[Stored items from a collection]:
○ ○ ○

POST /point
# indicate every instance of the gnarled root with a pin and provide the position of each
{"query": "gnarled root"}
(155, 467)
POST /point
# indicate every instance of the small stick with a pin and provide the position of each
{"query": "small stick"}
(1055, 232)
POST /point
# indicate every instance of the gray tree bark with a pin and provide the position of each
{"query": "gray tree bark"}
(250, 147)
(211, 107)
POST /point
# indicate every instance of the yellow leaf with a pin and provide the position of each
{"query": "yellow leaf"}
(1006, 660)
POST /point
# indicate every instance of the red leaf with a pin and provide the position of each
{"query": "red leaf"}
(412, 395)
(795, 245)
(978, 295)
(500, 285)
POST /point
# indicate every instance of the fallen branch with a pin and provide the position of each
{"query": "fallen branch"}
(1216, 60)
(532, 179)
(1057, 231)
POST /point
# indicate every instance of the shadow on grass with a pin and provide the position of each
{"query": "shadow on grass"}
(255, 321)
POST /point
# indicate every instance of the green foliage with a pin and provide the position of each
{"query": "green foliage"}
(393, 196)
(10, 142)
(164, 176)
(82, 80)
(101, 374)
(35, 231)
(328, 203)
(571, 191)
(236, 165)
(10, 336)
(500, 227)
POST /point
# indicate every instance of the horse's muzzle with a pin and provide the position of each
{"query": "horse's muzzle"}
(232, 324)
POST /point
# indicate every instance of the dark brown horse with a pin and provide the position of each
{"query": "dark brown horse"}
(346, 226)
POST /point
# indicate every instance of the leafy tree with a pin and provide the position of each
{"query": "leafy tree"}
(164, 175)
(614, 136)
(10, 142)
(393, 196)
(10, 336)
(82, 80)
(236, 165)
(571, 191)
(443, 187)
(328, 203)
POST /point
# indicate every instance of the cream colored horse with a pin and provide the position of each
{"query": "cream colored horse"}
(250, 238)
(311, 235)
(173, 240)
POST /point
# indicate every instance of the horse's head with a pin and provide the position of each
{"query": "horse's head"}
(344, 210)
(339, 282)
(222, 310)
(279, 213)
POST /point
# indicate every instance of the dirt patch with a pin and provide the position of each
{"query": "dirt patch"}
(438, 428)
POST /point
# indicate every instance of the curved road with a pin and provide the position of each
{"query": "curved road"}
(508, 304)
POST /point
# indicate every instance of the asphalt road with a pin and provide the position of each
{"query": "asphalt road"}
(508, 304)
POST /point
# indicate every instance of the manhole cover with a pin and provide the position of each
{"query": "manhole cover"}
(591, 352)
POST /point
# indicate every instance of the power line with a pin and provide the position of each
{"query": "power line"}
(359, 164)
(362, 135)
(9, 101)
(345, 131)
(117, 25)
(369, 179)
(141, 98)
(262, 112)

○ ○ ○

[YOUR ASSIGNMENT]: Reproduce all of the entries word for word. Omit nothing.

[ANSWER TO THE EXERCISE]:
POST /point
# indicate every instance of the gnarled root with a pin and provide the position of each
{"query": "gnarled root"}
(155, 467)
POST /point
# indicate every instance of the small stick with a pin and provide the position of each
{"query": "small stick"}
(1055, 232)
POST /point
# indicate every instance of the gray tree bark with a pin and provide the position of each
{"query": "gray tree bark"}
(250, 147)
(211, 107)
POST /point
# indicate every instance of the yellow leaf with a pin and provide the position of each
{"query": "yellow leaf"}
(1006, 660)
POST /point
# indicate every instance of the red leaf with a pin and provide the position of each
{"query": "red leaf"}
(412, 395)
(795, 245)
(978, 295)
(500, 285)
POST /point
# indicate every instance of the fallen branch with a pin and provide the position of each
{"query": "fallen branch"}
(1216, 60)
(532, 179)
(1057, 231)
POST /point
# indicate every instance of the shadow on grass with a pin and provide the position of each
{"query": "shadow on grass"}
(255, 321)
POST /point
# indicate every instance of the green foliage with a pin and provide the position of each
{"query": "green foliage"}
(393, 196)
(10, 142)
(164, 176)
(82, 80)
(101, 374)
(35, 231)
(328, 203)
(571, 191)
(236, 165)
(10, 336)
(500, 227)
POST /point
# indicate every instance of the horse's muzzle with a pin and provide the position of each
{"query": "horse's muzzle"}
(232, 324)
POST /point
# indicate every instance of the dark brown horse with a pin and provide the position of each
{"query": "dark brown horse"}
(346, 226)
POST /point
# indicate every instance of the leafy tree with a pin and provide the position of each
{"query": "leafy tree"}
(164, 175)
(614, 136)
(10, 142)
(393, 196)
(10, 336)
(82, 80)
(236, 165)
(571, 191)
(443, 187)
(328, 203)
POST /point
# indicate every instance of the cream colored horse with a pin and provide the position of each
{"query": "cream colored horse"}
(250, 238)
(311, 235)
(173, 240)
POST /point
# indicate every instance of the horse's head with a pin and provide the position of each
{"query": "horse's head"}
(344, 210)
(339, 282)
(222, 310)
(279, 213)
POST /point
# indicate every instance of the dirt patch with a pin and provide the position of each
{"query": "dirt patch"}
(438, 428)
POST /point
# indicate every instance of the curved road with a pin and provide the position of each
{"query": "curved road"}
(508, 304)
POST /point
# indicate every instance of the asphalt road with a pin and provide the position of each
{"query": "asphalt road"}
(508, 304)
POST /point
# indicate every instance of the manhole cover with a pin and provide the position of each
{"query": "manhole cover"}
(591, 352)
POST /point
# indicate every instance of the power line with a pin and provide the position of each
{"query": "power line"}
(359, 164)
(362, 135)
(9, 101)
(345, 131)
(117, 25)
(369, 179)
(141, 98)
(262, 112)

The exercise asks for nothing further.